Carcere ostativo. «In Italia non c’è la pena di morte, ma la morte per pena»

Travaglio se la prende con Meloni, ma poi apprezza la sua posizione sulle carceri. Ma noi la pensiamo come Pannella (e Amicone)

Il ministro della Giustizia, Carlo Nordio, durante la

È sempre raccomandabile leggere Marco Travaglio. È come fare un check up completo sanitario. Fegato a posto, trigliceridi nella norma, pressione un po’ alta in alcuni passaggi ma nulla di preoccupante e poi una grassa risata, pensando al suo fegato, alla sua bile, alla sua stabilità emotiva. Non c’è verso, da anni reitera la sua rabbia, chissà cosa gli è capitato da piccolo, con la solita solfa contro chi “inopinatamente” non la pensa come lui. E non ci sono giorni, di resa, di contemplazione, di bellezza allo stato puro o liquido come vien di moda ora. No.

Nel suo editoriale nel Giorno dei Morti, intitolato “Demeritocrazia” rende palese quanto questa espressione, “merito” li abbia letteralmente sbarellati. E allora giù con il criminale B. che ha solo prodotto leggi criminali, per poi confessare che con Giorgia è più difficile, non perché non esistono criminali, conflitti d’interesse, e contraddizioni, ma perché sul carcere ostativo lui è d’accordo. Anzi, lo avrebbe fatto meglio, a dire il vero. Forse avrebbe introdotto la gogna pubblica, visto che può dirsi un gran Maestro di quella mediatica. Dopo quindi un certo elogio, un po’ timido e a bassa voce, il rigurgito contro i criminali che sono diventati sottosegretari e viceministri, lo riporta come sempre sullo scanno del giudizio morale.

Ma sul carcere ostativo non si può voltare lo sguardo, seppur il presidente del Consiglio abbia specificato che il testo approvato era già stato votato durante il governo Draghi con un accordo quasi unanime visto che anche Fratelli d’Italia si era astenuta, ma solo alla Camera. Quindi oggi chi può dirgli qualcosa? Neppure Travaglio.

--------------------------------

Svolgi quanto segue ->
[A] Per ciascuna affermazione indica se concorda con l'articolo sul carcere ostativo, rispondendo sì o no e citando le parole decisive del testo: (i) il testo approvato sul carcere ostativo era già stato votato durante il governo Draghi; (ii) Fratelli d'Italia aveva votato a favore alla Camera; (iii) l'editoriale di Travaglio nel Giorno dei Morti si intitola "Demeritocrazia".
[B] Riporta senza modifiche la parte dell'articolo sul carcere ostativo che si apre con le parole contenenti "Il ministro della" e si chiude con "moda ora. No.".
I record non servono per svolgere i compiti.

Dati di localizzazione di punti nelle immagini

--------------------------------

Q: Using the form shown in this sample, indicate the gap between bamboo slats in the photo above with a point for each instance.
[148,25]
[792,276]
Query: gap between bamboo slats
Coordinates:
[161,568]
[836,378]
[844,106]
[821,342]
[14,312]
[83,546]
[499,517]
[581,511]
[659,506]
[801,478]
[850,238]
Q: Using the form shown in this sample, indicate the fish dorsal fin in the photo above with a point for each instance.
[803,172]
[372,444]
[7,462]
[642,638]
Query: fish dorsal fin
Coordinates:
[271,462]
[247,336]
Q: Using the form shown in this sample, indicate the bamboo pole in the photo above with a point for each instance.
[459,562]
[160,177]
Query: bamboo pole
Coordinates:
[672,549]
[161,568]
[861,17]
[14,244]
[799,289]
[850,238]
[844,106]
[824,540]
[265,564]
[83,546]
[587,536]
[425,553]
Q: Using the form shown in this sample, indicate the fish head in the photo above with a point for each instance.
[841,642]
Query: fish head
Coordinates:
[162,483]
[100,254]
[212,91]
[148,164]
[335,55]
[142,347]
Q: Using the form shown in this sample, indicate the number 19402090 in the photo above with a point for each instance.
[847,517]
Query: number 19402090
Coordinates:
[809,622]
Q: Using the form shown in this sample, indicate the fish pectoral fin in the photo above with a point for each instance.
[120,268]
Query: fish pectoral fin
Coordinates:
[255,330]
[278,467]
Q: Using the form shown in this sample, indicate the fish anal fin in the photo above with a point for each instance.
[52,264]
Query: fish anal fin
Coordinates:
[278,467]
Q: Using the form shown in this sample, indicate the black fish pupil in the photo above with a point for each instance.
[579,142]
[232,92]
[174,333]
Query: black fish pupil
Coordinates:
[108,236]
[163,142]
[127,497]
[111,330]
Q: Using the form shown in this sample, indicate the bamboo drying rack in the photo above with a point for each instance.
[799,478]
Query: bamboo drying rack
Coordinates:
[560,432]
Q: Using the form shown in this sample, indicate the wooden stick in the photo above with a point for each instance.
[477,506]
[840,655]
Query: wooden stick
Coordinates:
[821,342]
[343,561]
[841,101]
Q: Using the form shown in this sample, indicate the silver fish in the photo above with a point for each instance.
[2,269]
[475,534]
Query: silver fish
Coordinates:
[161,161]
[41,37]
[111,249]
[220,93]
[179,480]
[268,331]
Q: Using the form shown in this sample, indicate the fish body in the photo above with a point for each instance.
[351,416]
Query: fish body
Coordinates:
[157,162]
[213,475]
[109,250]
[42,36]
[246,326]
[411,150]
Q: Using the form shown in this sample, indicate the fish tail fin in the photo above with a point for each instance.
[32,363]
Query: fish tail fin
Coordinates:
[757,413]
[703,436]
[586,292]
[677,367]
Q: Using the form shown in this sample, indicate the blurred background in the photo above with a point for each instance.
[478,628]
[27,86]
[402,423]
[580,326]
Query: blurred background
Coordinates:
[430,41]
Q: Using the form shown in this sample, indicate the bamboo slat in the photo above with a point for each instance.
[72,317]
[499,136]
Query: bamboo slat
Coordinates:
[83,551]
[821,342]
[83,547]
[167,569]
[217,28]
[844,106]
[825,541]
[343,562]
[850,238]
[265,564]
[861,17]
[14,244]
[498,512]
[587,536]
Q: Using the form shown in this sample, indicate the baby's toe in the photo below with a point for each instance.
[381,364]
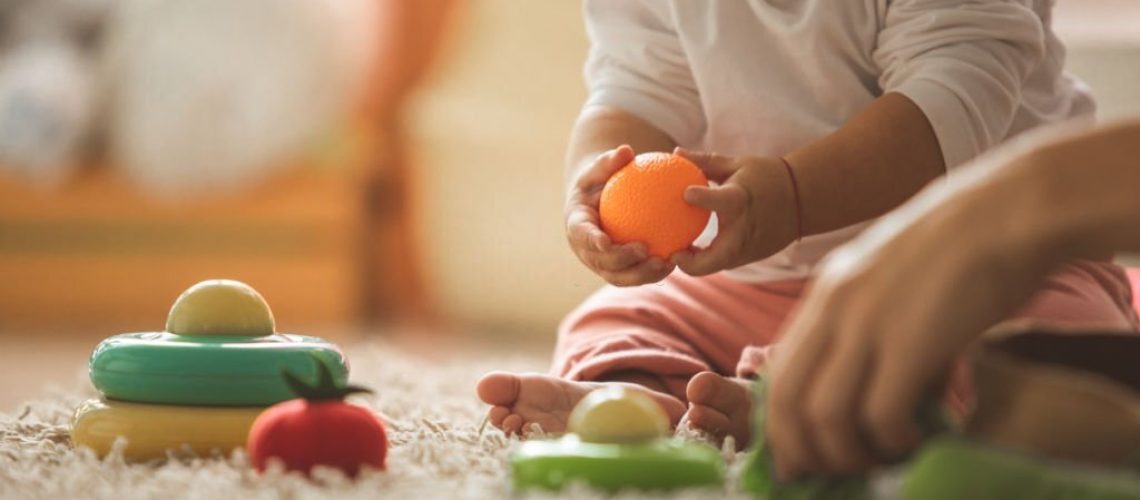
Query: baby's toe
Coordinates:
[499,388]
[497,415]
[711,390]
[708,419]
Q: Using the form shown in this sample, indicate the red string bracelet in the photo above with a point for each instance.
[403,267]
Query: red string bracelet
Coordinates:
[795,193]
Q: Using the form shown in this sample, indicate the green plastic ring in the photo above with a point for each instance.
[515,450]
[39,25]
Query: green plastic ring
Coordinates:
[164,368]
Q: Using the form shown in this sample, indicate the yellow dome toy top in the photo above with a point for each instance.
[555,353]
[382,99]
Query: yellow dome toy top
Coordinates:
[220,308]
[618,415]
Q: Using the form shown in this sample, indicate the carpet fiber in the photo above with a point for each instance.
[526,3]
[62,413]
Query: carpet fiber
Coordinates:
[437,450]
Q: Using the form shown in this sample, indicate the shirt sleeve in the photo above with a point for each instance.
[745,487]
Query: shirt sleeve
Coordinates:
[963,63]
[637,64]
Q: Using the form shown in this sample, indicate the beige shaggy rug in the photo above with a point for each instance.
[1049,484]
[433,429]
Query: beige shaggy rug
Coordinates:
[437,450]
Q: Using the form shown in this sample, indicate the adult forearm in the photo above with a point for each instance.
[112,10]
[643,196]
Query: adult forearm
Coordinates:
[600,129]
[872,164]
[1081,195]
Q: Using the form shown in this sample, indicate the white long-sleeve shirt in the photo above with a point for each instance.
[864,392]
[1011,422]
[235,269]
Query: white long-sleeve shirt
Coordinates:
[768,76]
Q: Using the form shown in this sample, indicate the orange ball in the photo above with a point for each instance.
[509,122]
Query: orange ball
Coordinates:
[643,202]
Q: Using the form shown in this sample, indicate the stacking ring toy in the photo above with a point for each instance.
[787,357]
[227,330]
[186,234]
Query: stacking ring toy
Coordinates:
[618,441]
[209,370]
[151,429]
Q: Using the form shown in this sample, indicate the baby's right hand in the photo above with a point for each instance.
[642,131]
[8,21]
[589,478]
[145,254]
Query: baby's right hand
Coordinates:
[619,264]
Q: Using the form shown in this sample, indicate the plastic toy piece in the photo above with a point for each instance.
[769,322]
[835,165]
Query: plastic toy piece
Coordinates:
[220,306]
[235,371]
[618,415]
[152,429]
[659,465]
[957,468]
[617,442]
[319,429]
[947,467]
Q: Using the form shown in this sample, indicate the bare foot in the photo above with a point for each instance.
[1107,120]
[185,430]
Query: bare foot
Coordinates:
[519,400]
[721,407]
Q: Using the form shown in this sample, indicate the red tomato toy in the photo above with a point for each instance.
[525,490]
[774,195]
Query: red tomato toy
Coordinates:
[318,428]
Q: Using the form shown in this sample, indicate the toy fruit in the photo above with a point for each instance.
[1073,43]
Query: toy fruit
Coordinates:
[220,306]
[618,415]
[319,428]
[618,441]
[643,202]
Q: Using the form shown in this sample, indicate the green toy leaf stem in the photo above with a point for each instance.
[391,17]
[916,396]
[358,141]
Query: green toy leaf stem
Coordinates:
[326,388]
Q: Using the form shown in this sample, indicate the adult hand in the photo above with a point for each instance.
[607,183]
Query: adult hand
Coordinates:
[887,318]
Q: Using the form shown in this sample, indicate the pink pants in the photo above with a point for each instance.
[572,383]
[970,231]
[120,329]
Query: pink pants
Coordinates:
[685,325]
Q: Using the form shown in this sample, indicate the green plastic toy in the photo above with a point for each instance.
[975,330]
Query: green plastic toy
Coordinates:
[947,467]
[618,441]
[660,464]
[209,370]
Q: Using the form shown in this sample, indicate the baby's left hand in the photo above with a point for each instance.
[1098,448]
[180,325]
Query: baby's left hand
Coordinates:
[756,211]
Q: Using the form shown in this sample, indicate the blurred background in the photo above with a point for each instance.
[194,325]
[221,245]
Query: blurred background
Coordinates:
[374,167]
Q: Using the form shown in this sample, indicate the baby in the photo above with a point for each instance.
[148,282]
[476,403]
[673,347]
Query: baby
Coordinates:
[824,115]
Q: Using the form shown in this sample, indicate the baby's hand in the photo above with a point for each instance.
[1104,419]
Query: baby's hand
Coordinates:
[619,264]
[755,205]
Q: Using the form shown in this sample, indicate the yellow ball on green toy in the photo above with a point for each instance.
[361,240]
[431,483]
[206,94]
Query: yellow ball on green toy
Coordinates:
[618,415]
[220,308]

--------------------------------

Risposte ai compiti ->
[A]
(i) Sì: «il testo approvato era già stato votato durante il governo Draghi»
(ii) No: «anche Fratelli d’Italia si era astenuta, ma solo alla Camera»
(iii) Sì: «intitolato “Demeritocrazia”»

[B]
Il ministro della Giustizia, Carlo Nordio, durante la

È sempre raccomandabile leggere Marco Travaglio. È come fare un check up completo sanitario. Fegato a posto, trigliceridi nella norma, pressione un po’ alta in alcuni passaggi ma nulla di preoccupante e poi una grassa risata, pensando al suo fegato, alla sua bile, alla sua stabilità emotiva. Non c’è verso, da anni reitera la sua rabbia, chissà cosa gli è capitato da piccolo, con la solita solfa contro chi “inopinatamente” non la pensa come lui. E non ci sono giorni, di resa, di contemplazione, di bellezza allo stato puro o liquido come vien di moda ora. No.